夕霧:うちもまさにそう。初期はライヴをやっていくのにあたって、かなり細かい決め事があったからね。感覚的には、昔が「絵画とか芸術作品を観衆に対して見せたい」っていう感じだったとすると、今はライヴの場で「皆と情熱を伝えあいたい」っていう風に、主旨が変わって来てるんだと思う。
直人:バンドって、そうやって成長していくものなんですねぇ。
幸樹:なんか他人事みたいに言っとるけど、このヒト(直人)なんてライヴで曲中独断で勝手にフレーズを変えて来よるからね。
なお:えっ、それ凄い。
幸樹:ほんと、たまに「あれっ?俺これは今どこを歌っとるんやろう?!」ってなる時があるんですよ。アレは一体どういうことなの、アナタ(苦笑)。
直人:どういうことって、何時も同じだと飽きるなぁって(笑)。
なお:やっぱり、そういうことなんだ!
幸樹:結局、考え方ですよね。そういうのって、ライヴとして絶対に面白くなるのは確かでしょ?歌う側からしたら多少戸惑うことになったとしても(笑)、俺だってギタリストだったり、ドラマーだったら、多分ガンガン変えてっちゃうんだろうなとも思うし。

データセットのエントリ
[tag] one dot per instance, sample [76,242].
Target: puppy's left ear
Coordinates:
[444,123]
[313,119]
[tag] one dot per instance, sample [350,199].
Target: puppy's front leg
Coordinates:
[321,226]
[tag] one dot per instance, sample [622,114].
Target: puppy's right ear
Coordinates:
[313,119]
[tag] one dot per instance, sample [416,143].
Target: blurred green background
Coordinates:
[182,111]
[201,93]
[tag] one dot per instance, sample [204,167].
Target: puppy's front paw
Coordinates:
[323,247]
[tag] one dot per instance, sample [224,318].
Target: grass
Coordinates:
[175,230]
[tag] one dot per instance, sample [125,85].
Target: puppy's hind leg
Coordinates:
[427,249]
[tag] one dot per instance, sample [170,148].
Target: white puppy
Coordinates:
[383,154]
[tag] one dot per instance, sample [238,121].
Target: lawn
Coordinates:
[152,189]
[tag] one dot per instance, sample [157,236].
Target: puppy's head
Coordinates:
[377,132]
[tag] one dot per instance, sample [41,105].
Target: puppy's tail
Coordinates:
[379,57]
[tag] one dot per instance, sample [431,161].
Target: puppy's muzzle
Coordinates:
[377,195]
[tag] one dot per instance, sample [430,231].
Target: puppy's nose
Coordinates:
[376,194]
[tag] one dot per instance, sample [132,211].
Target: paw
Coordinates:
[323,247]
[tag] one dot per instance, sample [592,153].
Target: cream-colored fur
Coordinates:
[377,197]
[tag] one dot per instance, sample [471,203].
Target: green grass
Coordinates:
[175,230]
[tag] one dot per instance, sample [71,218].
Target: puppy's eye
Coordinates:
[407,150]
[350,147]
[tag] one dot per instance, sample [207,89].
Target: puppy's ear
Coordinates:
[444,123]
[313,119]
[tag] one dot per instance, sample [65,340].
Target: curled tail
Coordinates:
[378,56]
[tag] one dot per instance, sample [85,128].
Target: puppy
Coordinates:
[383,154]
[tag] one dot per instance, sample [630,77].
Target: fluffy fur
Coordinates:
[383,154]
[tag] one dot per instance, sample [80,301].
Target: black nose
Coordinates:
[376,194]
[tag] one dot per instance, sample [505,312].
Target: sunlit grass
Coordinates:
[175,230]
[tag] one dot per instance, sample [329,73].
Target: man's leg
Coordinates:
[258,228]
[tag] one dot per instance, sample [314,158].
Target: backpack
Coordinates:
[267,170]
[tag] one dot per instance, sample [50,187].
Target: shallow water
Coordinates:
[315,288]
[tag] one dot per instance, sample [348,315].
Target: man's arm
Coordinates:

» **目的**:
上のライヴをめぐる対談から、「幸樹:なんか他人事みたいに言」を含む語句で始まり「直人:どういうことって、何時も同じだと飽きるなぁって(笑)。」で終わる部分を、原文どおりに書き写してください。

» **解答**:
幸樹:なんか他人事みたいに言っとるけど、このヒト(直人)なんてライヴで曲中独断で勝手にフレーズを変えて来よるからね。
なお:えっ、それ凄い。
幸樹:ほんと、たまに「あれっ?俺これは今どこを歌っとるんやろう?!」ってなる時があるんですよ。アレは一体どういうことなの、アナタ(苦笑)。
直人:どういうことって、何時も同じだと飽きるなぁって(笑)。